• [ARTICLE]:
* start *

The above quotation is the entirety of the PCRA court’s stated rationale for ordering the Commonwealth to turn over its trial notes respecting the four witnesses; moreover, as noted, the PCRA court did not favor this Court with a written opinion to supplement its brief record statement of the reasons for its decision. The difficulty with the PCRA court’s reasoning is readily apparent. The court did not discuss the good cause standard governing exceptions to Rule 902(E)’s general proscription against PCRA discovery. Nor did the court address the work product doctrine, and explain why appellee’s proffer required that the privilege be defeated. The court also displayed little awareness of the relevant differences between mere notes and verbatim (and exculpatory) statements of witnesses.
Furthermore, the court never addressed the trial prosecutor’s repeated assurances that she did not take notes of the pre-trial interviews with the witnesses and that there was nothing exculpatory in the files. N.T., 3/24/11, at 72 (trial prosecutor Dan-tos testifying that she was “comfortable that all discovery had been provided”); id. at 187 (trial prosecutor stating on cross-examination that she had turned over anything that was material or exculpatory). This is significant because the law in this area is clear that the Commonwealth is the first judge of what information must be disclosed. Ritchie, supra; Williams, supra. In addition, along these lines, the court gave no indication that it found that the trial prosecutor’s account was untrue, as appellee now merely alleges, without a record basis.
Finally, the statement of rationale by the PCRA court was interlaced with equivocation, betraying a failure to recognize the burden on appellee to prove good cause so as to overcome the privilege. The PCRA court appears to have ordered access to the notes, and destruction of a salutary privilege (one which benefits both sides in litigation) based on a purely speculative claim that there might be “something” exculpatory to be found in them. This reasoning is akin to allowing a fishing expedition, reasoning that we have rejected on prior occasions, see, e.g., Carson,
Accordingly, we hold that the PCRA court abused its discretion in ordering disclosure of the trial prosecutor’s notes regarding “interviews, witness preparation sessions, [and] witness examination outlines” for witnesses Peterson, French, Logan, and Avila.

* end *

• [RECORD EXTRACTS]:

* start *

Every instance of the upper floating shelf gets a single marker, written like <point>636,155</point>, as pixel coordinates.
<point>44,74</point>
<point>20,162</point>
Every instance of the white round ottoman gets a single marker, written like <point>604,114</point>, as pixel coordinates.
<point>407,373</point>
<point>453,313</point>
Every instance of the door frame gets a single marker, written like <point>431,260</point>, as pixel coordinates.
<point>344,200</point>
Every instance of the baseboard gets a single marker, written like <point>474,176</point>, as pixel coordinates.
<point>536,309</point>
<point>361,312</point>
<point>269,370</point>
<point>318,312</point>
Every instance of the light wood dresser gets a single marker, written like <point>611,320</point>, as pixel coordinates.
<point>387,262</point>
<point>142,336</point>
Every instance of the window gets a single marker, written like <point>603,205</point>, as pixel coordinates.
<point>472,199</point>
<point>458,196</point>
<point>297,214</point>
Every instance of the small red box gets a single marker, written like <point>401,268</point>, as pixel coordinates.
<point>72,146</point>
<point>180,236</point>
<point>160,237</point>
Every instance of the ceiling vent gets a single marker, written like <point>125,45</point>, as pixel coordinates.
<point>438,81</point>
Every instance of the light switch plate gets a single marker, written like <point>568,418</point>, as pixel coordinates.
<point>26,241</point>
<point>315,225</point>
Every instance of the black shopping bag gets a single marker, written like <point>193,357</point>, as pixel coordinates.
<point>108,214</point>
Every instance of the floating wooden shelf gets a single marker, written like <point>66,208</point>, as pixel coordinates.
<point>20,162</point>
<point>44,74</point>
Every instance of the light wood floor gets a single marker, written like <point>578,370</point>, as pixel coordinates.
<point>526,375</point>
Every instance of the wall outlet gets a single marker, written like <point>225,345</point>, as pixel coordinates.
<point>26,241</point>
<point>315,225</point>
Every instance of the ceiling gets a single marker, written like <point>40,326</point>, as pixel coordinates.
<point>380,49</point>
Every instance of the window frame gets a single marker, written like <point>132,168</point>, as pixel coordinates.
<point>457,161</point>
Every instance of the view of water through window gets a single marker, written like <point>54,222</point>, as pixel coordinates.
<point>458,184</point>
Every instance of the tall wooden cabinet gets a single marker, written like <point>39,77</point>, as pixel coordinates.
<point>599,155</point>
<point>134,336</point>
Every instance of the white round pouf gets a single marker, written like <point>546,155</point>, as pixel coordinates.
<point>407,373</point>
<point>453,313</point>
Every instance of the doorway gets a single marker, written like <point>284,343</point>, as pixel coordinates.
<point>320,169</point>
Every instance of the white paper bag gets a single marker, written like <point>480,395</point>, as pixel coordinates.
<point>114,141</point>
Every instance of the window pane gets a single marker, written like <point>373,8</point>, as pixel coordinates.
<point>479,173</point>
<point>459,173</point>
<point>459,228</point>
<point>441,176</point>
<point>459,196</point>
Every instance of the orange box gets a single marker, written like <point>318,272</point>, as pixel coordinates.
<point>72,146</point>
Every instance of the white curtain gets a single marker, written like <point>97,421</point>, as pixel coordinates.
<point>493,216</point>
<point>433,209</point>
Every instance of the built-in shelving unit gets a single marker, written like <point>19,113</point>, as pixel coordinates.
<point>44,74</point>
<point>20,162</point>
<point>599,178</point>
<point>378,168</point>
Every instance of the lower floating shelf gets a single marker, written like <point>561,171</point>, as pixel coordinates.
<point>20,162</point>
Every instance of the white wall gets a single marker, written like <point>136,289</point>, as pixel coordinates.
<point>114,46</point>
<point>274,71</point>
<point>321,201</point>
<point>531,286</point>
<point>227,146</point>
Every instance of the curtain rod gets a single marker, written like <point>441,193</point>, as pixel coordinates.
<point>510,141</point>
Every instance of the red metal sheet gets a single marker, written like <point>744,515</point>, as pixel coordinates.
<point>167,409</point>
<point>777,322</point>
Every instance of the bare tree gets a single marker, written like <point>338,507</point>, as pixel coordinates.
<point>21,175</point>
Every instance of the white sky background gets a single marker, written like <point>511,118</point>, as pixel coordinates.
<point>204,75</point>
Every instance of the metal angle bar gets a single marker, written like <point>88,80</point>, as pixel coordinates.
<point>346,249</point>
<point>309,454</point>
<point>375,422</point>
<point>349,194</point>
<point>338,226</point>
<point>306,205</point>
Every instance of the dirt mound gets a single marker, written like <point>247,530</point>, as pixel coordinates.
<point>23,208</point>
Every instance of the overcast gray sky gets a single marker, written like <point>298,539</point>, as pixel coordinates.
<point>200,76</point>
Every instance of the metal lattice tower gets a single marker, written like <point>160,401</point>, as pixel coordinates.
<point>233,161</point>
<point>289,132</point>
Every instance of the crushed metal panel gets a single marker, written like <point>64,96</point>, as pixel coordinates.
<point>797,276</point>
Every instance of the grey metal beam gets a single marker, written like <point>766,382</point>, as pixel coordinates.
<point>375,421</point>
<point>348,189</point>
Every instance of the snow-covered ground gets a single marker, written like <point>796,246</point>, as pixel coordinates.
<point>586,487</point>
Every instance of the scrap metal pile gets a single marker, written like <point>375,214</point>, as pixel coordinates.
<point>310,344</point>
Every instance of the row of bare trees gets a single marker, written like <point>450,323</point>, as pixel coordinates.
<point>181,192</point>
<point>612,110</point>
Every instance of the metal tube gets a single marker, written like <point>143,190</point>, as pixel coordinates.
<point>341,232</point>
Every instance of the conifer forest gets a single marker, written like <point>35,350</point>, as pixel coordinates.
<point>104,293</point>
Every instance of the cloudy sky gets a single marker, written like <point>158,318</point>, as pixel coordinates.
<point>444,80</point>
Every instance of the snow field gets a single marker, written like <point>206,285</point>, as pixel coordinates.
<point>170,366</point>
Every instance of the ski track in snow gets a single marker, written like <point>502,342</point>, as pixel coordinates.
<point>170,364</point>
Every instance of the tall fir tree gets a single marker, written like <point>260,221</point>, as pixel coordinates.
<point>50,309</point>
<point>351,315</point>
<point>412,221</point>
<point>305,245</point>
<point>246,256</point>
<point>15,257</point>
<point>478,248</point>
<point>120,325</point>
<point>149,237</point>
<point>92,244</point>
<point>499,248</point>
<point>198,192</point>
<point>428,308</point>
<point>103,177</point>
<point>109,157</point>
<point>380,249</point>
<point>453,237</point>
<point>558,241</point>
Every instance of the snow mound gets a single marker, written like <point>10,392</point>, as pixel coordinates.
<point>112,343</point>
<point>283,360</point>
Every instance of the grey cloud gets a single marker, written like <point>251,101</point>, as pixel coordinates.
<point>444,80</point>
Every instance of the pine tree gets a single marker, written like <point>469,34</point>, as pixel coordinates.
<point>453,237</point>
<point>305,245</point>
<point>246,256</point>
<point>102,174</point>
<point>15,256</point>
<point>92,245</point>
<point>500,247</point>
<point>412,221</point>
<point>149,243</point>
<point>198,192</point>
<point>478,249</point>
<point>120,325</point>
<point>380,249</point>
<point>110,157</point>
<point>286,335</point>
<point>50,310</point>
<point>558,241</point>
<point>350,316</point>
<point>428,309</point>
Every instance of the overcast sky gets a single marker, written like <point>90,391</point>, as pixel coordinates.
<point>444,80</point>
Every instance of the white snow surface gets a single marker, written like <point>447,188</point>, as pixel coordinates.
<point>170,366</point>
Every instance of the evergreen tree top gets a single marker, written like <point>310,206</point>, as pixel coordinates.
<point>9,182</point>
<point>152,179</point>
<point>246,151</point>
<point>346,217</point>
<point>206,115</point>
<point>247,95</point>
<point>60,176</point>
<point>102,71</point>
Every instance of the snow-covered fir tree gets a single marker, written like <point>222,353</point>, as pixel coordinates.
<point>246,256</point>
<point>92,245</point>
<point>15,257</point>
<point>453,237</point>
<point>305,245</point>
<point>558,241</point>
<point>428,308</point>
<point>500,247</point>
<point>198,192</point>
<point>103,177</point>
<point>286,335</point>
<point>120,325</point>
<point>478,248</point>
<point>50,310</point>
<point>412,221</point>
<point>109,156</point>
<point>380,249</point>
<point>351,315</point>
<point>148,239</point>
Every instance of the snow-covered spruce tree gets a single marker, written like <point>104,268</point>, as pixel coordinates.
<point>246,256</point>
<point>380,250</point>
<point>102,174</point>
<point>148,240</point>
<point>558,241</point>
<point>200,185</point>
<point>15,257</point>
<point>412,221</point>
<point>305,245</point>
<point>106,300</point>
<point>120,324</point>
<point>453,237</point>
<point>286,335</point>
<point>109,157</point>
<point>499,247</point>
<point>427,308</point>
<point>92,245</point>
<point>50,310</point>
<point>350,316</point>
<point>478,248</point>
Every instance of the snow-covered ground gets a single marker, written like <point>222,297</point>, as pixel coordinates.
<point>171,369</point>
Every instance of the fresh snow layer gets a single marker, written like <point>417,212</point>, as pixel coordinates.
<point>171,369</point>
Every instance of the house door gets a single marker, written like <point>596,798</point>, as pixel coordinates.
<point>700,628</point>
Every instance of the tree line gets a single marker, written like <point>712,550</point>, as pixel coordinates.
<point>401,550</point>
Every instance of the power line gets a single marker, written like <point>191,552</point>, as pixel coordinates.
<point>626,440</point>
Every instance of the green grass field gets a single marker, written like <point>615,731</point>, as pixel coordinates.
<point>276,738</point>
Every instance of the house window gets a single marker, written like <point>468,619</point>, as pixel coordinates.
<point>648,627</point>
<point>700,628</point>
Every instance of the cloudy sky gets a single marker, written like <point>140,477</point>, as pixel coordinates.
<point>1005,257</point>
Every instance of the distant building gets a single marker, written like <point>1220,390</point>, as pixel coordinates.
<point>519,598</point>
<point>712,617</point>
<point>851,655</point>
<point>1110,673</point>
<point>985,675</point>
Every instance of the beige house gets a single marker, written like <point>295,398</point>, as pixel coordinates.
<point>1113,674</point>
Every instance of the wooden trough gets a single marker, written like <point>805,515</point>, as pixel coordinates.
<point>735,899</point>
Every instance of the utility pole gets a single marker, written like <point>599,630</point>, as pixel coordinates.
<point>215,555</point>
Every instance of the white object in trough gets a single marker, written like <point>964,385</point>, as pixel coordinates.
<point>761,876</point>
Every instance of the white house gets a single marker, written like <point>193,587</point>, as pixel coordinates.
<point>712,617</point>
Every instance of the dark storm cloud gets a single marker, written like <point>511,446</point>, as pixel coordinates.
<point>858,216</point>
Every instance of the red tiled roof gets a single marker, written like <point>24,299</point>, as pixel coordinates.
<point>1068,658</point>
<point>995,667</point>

* end *

• [WHAT TO DO]:
1. List the witnesses the opinion names as the subjects of the trial prosecutor's notes that the PCRA court ordered disclosed.
2. Answer these from the opinion:
(a) Which rule's general ban on PCRA discovery does the opinion say the court did not discuss?
(b) On cross-examination, what did the trial prosecutor state she had turned over?
(c) According to the opinion, who is the first judge of what information must be disclosed?
3. Retype the stretch of the opinion from "Finally, the statement" through "Logan, and Avila.".

• [RESULTS BY TASK]:
1. Peterson, French, Logan, Avila

2.
(a) Rule 902(E)
(b) Anything that was material or exculpatory
(c) The Commonwealth

3.
Finally, the statement of rationale by the PCRA court was interlaced with equivocation, betraying a failure to recognize the burden on appellee to prove good cause so as to overcome the privilege. The PCRA court appears to have ordered access to the notes, and destruction of a salutary privilege (one which benefits both sides in litigation) based on a purely speculative claim that there might be “something” exculpatory to be found in them. This reasoning is akin to allowing a fishing expedition, reasoning that we have rejected on prior occasions, see, e.g., Carson,
Accordingly, we hold that the PCRA court abused its discretion in ordering disclosure of the trial prosecutor’s notes regarding “interviews, witness preparation sessions, [and] witness examination outlines” for witnesses Peterson, French, Logan, and Avila.